Task requirements
Render the lines of the material as a numbered list, starting at the line containing "target | blue egg drawing" and ending at the line containing "x=295, y=274", both included. Leave out blank lines and everything outside that span.
--- start Dataset rows ---
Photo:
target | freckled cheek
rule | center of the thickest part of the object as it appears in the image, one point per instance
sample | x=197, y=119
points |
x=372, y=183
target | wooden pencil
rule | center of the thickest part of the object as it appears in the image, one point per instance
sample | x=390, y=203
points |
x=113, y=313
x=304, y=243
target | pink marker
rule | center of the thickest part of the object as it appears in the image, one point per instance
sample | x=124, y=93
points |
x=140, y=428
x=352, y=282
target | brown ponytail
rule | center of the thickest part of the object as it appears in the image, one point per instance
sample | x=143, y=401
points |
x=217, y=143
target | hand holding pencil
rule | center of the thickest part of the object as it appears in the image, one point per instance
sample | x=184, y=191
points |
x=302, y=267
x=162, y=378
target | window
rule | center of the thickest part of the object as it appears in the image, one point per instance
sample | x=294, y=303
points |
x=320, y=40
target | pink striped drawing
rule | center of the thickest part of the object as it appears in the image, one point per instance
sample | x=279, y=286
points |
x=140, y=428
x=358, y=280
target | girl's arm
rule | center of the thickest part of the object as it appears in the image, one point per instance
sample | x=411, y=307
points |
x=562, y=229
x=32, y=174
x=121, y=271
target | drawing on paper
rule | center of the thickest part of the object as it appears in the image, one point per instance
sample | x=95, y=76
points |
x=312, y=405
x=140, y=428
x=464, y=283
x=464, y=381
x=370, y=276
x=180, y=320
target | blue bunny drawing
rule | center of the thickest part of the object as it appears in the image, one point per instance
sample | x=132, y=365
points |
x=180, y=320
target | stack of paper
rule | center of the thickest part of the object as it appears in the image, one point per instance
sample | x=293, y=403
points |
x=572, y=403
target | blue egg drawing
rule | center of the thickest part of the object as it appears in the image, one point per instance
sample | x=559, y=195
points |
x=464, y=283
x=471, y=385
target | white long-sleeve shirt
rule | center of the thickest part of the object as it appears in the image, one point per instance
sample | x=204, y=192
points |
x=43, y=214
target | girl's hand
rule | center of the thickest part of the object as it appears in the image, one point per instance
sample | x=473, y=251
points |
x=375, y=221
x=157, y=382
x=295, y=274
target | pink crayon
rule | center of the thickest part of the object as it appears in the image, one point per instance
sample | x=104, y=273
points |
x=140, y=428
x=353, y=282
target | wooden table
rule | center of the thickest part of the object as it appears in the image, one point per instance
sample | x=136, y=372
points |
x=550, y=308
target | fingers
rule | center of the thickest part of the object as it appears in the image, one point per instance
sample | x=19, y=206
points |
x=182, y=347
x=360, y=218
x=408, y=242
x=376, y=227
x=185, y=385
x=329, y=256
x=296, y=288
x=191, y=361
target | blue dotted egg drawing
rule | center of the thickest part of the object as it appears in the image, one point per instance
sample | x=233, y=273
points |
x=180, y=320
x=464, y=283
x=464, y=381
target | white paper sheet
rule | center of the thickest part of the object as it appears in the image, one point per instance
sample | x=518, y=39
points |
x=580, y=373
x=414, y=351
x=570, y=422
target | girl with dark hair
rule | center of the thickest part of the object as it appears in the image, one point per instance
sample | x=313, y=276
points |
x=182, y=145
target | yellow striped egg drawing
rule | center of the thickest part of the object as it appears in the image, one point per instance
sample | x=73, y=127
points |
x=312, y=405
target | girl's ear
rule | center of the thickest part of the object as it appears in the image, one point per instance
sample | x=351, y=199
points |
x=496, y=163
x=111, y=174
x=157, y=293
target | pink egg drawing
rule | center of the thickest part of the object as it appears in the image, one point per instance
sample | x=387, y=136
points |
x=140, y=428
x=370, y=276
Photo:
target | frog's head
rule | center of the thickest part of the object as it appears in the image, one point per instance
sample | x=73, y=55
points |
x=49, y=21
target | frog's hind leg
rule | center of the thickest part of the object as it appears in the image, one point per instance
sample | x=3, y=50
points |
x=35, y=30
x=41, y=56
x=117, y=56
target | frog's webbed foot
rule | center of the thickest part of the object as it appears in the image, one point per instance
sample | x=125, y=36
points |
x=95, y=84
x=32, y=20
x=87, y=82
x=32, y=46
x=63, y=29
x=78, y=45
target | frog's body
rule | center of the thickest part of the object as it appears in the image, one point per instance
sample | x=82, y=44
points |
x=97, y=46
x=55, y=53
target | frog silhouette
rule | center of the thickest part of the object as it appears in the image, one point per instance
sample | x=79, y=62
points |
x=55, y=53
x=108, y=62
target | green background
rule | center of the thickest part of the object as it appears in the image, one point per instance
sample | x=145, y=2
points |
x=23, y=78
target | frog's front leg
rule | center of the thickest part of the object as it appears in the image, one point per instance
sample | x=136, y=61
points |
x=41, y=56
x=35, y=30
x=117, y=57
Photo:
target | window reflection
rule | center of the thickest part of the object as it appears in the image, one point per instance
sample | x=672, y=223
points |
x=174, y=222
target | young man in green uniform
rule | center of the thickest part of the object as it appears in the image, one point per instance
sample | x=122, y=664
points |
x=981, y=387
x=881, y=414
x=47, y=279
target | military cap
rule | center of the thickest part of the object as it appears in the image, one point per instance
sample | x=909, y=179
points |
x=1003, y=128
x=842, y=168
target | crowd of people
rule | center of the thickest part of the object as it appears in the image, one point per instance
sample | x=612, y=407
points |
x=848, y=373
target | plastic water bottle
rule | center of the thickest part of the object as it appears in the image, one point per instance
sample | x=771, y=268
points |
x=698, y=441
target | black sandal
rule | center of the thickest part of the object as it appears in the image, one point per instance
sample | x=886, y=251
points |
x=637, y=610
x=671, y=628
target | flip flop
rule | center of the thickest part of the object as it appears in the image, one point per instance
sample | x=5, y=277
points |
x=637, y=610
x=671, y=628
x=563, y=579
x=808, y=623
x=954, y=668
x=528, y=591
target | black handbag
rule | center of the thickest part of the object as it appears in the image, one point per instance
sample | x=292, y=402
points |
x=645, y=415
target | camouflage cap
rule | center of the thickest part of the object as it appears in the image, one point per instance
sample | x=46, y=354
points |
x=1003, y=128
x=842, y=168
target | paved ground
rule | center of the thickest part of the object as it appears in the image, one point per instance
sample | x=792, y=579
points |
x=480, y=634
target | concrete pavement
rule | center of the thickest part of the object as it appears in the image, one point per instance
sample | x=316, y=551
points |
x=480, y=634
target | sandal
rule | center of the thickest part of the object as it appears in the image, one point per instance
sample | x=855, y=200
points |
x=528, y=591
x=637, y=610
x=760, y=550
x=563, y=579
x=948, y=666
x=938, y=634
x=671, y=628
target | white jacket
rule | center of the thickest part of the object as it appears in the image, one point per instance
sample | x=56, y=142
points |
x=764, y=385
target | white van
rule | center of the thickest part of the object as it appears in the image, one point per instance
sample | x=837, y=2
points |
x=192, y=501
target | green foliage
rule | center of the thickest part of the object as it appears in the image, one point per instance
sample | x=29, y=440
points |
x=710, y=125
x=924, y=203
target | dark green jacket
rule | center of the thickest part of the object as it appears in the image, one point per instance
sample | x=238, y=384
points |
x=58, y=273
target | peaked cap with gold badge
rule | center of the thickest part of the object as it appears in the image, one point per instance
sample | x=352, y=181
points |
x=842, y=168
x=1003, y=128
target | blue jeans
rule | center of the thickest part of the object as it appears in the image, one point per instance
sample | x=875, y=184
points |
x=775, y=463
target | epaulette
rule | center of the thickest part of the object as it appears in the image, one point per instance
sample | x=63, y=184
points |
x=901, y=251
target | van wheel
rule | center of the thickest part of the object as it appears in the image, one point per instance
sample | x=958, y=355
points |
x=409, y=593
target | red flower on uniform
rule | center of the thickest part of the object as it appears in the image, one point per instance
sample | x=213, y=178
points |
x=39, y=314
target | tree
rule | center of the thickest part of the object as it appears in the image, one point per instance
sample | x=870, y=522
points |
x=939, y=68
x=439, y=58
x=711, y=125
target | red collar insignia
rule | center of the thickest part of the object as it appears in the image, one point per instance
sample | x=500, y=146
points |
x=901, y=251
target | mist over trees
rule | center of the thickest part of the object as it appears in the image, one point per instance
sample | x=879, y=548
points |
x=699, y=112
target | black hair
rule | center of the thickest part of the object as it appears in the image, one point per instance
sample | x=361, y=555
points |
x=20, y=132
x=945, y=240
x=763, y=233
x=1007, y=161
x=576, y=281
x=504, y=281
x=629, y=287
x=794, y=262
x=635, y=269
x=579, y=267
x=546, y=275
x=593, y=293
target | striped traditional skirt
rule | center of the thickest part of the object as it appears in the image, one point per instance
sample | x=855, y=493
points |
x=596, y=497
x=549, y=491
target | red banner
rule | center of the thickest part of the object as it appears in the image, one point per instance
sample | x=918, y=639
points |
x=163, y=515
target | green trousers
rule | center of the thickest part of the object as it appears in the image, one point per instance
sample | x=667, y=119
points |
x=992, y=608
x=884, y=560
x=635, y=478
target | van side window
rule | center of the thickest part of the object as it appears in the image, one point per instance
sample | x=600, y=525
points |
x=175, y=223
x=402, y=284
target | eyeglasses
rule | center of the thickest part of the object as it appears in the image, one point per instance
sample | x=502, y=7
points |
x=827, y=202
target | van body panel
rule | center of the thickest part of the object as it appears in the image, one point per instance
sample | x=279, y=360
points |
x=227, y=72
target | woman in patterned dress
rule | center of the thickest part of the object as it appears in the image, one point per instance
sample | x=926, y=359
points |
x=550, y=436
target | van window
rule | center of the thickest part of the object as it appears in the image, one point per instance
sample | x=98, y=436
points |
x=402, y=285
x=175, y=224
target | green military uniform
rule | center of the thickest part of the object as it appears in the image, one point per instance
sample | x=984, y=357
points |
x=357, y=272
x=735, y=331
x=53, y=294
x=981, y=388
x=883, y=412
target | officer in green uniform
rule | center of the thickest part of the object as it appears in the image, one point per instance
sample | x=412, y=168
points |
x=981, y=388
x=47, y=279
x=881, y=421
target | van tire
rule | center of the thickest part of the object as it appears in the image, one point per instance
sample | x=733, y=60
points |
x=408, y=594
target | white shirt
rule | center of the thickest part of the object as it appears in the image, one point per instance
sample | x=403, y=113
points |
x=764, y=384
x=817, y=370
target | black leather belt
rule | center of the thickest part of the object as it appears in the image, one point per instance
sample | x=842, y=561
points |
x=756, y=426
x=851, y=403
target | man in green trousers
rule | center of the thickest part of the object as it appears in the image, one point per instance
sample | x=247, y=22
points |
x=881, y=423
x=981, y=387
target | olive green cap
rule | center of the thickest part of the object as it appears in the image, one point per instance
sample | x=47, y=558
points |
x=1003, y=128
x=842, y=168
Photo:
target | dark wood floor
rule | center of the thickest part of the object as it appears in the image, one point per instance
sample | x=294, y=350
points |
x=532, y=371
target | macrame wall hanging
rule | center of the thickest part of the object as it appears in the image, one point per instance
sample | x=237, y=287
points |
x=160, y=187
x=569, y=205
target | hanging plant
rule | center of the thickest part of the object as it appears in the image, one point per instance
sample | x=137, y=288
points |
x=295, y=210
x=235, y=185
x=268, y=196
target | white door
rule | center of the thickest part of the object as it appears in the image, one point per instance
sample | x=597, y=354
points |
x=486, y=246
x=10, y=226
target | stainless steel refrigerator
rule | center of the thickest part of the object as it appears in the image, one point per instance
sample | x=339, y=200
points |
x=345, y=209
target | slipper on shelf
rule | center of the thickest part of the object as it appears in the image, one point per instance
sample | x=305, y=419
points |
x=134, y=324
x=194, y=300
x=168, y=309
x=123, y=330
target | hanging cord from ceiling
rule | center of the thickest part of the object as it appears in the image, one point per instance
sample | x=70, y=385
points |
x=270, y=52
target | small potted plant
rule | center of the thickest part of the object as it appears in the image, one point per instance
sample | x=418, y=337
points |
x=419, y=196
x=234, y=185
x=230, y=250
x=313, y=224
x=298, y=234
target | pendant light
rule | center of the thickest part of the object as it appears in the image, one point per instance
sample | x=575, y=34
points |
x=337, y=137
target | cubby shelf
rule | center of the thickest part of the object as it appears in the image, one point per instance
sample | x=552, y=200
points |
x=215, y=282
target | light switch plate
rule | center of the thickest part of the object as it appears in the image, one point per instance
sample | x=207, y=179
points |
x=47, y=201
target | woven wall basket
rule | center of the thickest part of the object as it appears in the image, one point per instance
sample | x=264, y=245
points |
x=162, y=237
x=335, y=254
--- end Dataset rows ---
Answer to this task
1. target | blue egg drawing
2. rule | center of the thickest part of the object as it appears in the image, one point per instance
3. sample | x=559, y=195
4. points |
5. x=464, y=283
6. x=471, y=385
7. target | white long-sleeve shirt
8. rule | center of the thickest part of the object as it appears in the image, one point per instance
9. sample | x=204, y=192
10. points |
11. x=43, y=214
12. target | girl's hand
13. rule | center of the thickest part of the object as it appears in the image, one point per instance
14. sample | x=473, y=251
15. points |
16. x=375, y=221
17. x=157, y=382
18. x=295, y=274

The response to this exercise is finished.